**What the task asks**
Set down each entry exactly as it stands, without altering a single character.

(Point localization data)
- - -

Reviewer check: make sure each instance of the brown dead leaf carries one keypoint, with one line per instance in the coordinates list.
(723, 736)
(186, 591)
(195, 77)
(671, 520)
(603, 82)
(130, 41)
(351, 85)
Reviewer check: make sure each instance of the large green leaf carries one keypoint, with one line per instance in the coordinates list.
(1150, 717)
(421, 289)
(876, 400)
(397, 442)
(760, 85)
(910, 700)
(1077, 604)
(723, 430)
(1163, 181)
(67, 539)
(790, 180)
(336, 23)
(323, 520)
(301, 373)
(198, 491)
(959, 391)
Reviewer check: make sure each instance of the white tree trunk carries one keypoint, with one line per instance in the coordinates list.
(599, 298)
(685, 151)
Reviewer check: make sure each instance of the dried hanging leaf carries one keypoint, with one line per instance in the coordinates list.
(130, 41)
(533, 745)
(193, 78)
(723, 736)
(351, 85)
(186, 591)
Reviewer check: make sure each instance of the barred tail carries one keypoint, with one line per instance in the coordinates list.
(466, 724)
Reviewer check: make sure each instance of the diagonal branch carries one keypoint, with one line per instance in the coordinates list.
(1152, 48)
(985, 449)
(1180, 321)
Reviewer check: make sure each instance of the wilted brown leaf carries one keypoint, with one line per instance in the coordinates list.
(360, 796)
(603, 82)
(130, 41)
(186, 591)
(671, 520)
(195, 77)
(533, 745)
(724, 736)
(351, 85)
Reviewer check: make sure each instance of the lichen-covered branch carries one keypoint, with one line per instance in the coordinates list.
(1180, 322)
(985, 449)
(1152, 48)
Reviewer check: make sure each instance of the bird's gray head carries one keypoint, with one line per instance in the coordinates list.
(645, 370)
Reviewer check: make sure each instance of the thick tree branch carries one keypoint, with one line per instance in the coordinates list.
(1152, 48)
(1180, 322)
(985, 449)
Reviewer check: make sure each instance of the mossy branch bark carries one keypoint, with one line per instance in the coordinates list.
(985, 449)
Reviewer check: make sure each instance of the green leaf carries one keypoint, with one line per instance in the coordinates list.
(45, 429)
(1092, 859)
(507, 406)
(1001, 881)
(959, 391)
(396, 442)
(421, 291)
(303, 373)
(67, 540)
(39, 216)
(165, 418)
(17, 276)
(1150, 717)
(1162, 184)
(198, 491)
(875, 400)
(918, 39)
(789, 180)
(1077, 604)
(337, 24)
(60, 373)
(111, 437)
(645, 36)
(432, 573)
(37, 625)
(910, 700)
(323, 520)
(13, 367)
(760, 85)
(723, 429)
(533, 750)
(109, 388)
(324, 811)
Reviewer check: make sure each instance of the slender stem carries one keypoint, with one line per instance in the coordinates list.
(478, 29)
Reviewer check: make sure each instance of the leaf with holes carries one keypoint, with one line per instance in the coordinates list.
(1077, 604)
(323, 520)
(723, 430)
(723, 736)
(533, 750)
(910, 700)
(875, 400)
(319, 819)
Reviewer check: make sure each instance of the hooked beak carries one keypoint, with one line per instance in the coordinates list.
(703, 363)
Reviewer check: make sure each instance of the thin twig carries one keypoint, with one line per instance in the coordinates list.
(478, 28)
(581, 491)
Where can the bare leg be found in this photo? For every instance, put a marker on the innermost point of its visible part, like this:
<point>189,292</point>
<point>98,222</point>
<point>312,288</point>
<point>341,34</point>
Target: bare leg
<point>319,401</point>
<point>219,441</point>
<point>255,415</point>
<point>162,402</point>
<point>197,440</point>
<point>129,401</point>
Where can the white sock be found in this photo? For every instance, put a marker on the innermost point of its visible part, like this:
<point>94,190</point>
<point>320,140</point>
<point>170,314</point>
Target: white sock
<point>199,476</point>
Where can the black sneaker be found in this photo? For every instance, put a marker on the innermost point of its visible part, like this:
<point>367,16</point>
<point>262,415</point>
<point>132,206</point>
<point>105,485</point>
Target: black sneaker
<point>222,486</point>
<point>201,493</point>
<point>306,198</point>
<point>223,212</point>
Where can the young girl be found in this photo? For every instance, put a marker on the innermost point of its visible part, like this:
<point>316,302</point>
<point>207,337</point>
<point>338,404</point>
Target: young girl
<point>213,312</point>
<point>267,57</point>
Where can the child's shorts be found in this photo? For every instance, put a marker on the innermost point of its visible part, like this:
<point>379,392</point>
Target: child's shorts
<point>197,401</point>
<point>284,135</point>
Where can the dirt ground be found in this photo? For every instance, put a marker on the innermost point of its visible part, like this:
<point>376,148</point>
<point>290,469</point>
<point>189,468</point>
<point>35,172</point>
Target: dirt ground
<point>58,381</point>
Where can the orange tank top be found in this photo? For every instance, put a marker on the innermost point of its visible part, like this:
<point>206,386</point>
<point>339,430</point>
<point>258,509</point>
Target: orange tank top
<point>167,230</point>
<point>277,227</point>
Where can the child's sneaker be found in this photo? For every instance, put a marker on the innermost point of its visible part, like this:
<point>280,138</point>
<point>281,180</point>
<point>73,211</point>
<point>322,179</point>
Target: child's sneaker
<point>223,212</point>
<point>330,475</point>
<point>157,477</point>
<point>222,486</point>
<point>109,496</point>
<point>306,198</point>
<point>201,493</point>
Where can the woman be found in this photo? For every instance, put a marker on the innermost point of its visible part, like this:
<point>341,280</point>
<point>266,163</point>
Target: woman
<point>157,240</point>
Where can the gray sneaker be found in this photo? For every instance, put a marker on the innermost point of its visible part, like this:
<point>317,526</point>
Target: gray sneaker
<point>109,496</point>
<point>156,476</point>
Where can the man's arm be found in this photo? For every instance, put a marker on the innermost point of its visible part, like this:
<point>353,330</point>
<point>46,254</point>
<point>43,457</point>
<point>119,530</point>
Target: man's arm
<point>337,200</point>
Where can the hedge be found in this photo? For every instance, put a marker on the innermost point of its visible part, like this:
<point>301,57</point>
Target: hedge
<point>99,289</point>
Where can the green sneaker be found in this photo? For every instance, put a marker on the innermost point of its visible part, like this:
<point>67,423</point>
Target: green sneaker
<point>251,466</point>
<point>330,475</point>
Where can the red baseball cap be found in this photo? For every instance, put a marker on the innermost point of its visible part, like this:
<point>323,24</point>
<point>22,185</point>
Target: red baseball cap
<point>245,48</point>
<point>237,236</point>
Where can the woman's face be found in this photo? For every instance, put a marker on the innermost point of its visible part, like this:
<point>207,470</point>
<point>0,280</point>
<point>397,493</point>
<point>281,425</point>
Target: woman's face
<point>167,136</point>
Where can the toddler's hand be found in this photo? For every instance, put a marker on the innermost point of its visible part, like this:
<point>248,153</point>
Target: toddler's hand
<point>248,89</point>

- - -

**Answer area**
Reviewer check: make sure each instance of the brown dead leaf carries one keypoint, with one line per instance in the coordinates list.
(723, 736)
(186, 591)
(195, 77)
(671, 520)
(603, 82)
(130, 41)
(351, 85)
Reviewer check: make sure each instance of the large green leaf carries one keypoint, with one line per instance in the coordinates list.
(1150, 717)
(421, 289)
(876, 400)
(397, 442)
(760, 85)
(910, 700)
(1077, 604)
(723, 430)
(1163, 181)
(67, 539)
(790, 180)
(336, 23)
(323, 520)
(301, 373)
(198, 491)
(959, 391)
Reviewer check: make sure each instance of the white tree trunk carries one keypoint, with one line per instance in the coordinates list.
(599, 298)
(685, 151)
Reviewer check: make sure each instance of the dried hanging leaf carries one keypoint, with one line per instance in the coordinates list.
(130, 41)
(533, 745)
(193, 78)
(723, 736)
(351, 85)
(186, 591)
Reviewer check: make sure each instance of the barred tail carries one keypoint, with one line per instance in the coordinates list.
(466, 724)
Reviewer check: make sure each instance of the diagonal branch carries one keypoint, with one line per instance in the coordinates list.
(1152, 48)
(985, 449)
(1180, 321)
Reviewer check: make sure each instance of the wilted brown leaf carries one keypoint, with one line per instance in the coordinates list.
(360, 796)
(603, 82)
(130, 41)
(186, 591)
(671, 520)
(195, 77)
(533, 745)
(724, 736)
(351, 85)
Reviewer check: make sure each instance of the lichen-covered branch carries one keypoint, with one line per instance in the coordinates list.
(1180, 322)
(985, 449)
(1152, 48)
Reviewer check: make sure each instance of the bird's gray head carries one keypoint, with one line per instance in the coordinates list.
(645, 370)
Reviewer check: make sure each instance of the thick tree branch carries one keypoint, with one line per instance in the coordinates list.
(1152, 48)
(1180, 322)
(985, 449)
Reviewer check: make sure each instance of the mossy branch bark carries one keypoint, with one line per instance in the coordinates list.
(985, 449)
Reviewer check: make sure each instance of the green leaf carries one keypoint, with one line per instance in the coordinates list.
(45, 429)
(1092, 859)
(507, 406)
(1001, 881)
(959, 391)
(396, 442)
(421, 291)
(303, 373)
(67, 540)
(39, 216)
(165, 418)
(17, 276)
(1150, 717)
(1162, 184)
(198, 491)
(875, 400)
(918, 39)
(789, 180)
(1077, 604)
(337, 24)
(60, 373)
(111, 437)
(645, 36)
(432, 573)
(37, 625)
(910, 700)
(323, 520)
(13, 367)
(760, 85)
(723, 429)
(533, 750)
(109, 388)
(324, 811)
Reviewer check: make sure each instance of the slender stem carries one keypoint, with one line per instance in the coordinates list.
(478, 29)
Reviewer check: make sure each instance of the leaf with holes carries one keypoint, with one line per instance in the coordinates list.
(1077, 604)
(323, 520)
(723, 430)
(723, 736)
(533, 750)
(910, 700)
(875, 400)
(319, 819)
Reviewer check: make sure each instance of the hooked beak carries one keypoint, with one line per instance in the coordinates list.
(703, 363)
Reviewer check: make sure each instance of the thin twig carries one keypoint, with one line per instance in the coordinates list.
(478, 28)
(581, 491)
Where can the bare leg be found in this photo? For every instance, put a marker on the innermost point of its visible part, like this:
<point>189,292</point>
<point>98,222</point>
<point>312,288</point>
<point>341,34</point>
Target: bare leg
<point>319,401</point>
<point>219,441</point>
<point>255,415</point>
<point>162,402</point>
<point>197,440</point>
<point>129,401</point>
Where can the white sock be found in this photo? For every instance, put a marker on the innermost point of its visible part, like this:
<point>94,190</point>
<point>320,140</point>
<point>170,314</point>
Target: white sock
<point>199,476</point>
Where can the black sneaker be found in this photo? For every instance, put a marker on the innermost point of its visible part, like this:
<point>367,16</point>
<point>262,415</point>
<point>132,206</point>
<point>105,485</point>
Target: black sneaker
<point>222,486</point>
<point>201,493</point>
<point>306,198</point>
<point>223,212</point>
Where can the young girl be found in this photo? For every instance, put a marker on the innermost point of its visible part, like this:
<point>316,302</point>
<point>207,337</point>
<point>338,404</point>
Target: young girl
<point>213,312</point>
<point>267,57</point>
Where can the child's shorts be found in this photo? For every instance, put a marker on the innermost point of its visible part, like this:
<point>379,392</point>
Target: child's shorts
<point>197,401</point>
<point>284,135</point>
Where can the dirt ground be found in this photo? For every instance, put a marker on the innermost point of its visible part, like this:
<point>376,148</point>
<point>290,469</point>
<point>189,468</point>
<point>35,172</point>
Target: dirt ground
<point>58,381</point>
Where can the orange tank top be found in this photo? For every instance, put a marker on the innermost point of its visible part, like this:
<point>206,386</point>
<point>339,430</point>
<point>258,509</point>
Target: orange tank top
<point>167,230</point>
<point>277,227</point>
Where can the child's sneaker be found in this photo? For every instance, put a marker on the innermost point of its visible part, like this:
<point>280,138</point>
<point>281,180</point>
<point>73,211</point>
<point>322,179</point>
Target: child's sneaker
<point>223,212</point>
<point>330,475</point>
<point>157,477</point>
<point>222,486</point>
<point>109,496</point>
<point>306,198</point>
<point>201,493</point>
Where can the woman be found in this photo? For every instance, put a marker on the innermost point of its visible part, like this:
<point>341,280</point>
<point>266,163</point>
Target: woman
<point>157,240</point>
Where can the gray sneaker be found in this photo? For every instance, put a marker on the innermost point of its visible part, like this:
<point>317,526</point>
Target: gray sneaker
<point>109,496</point>
<point>156,476</point>
Where can the man's arm be found in this photo? For every instance, put a marker on the innermost point of its visible part, like this:
<point>353,330</point>
<point>46,254</point>
<point>43,457</point>
<point>119,530</point>
Target: man's arm
<point>337,200</point>
Where can the hedge be found in this photo? For every instance, put a marker on the innermost point of its visible part, like this:
<point>301,57</point>
Target: hedge
<point>99,289</point>
Where can the green sneaker be found in this photo? For every instance, put a marker on the innermost point of its visible part, like this:
<point>67,423</point>
Target: green sneaker
<point>251,466</point>
<point>330,475</point>
Where can the red baseball cap be found in this photo? For every instance, put a marker on the innermost point of its visible part, like this:
<point>323,24</point>
<point>22,185</point>
Target: red baseball cap
<point>245,48</point>
<point>237,236</point>
Where can the woman's face be found in this photo? For every instance, put a marker on the innermost point of its visible part, like this:
<point>207,470</point>
<point>0,280</point>
<point>397,493</point>
<point>281,425</point>
Target: woman's face
<point>167,136</point>
Where can the toddler's hand be found in this photo? For every instance, put a marker on the innermost point of its visible part, like this:
<point>248,153</point>
Target: toddler's hand
<point>248,89</point>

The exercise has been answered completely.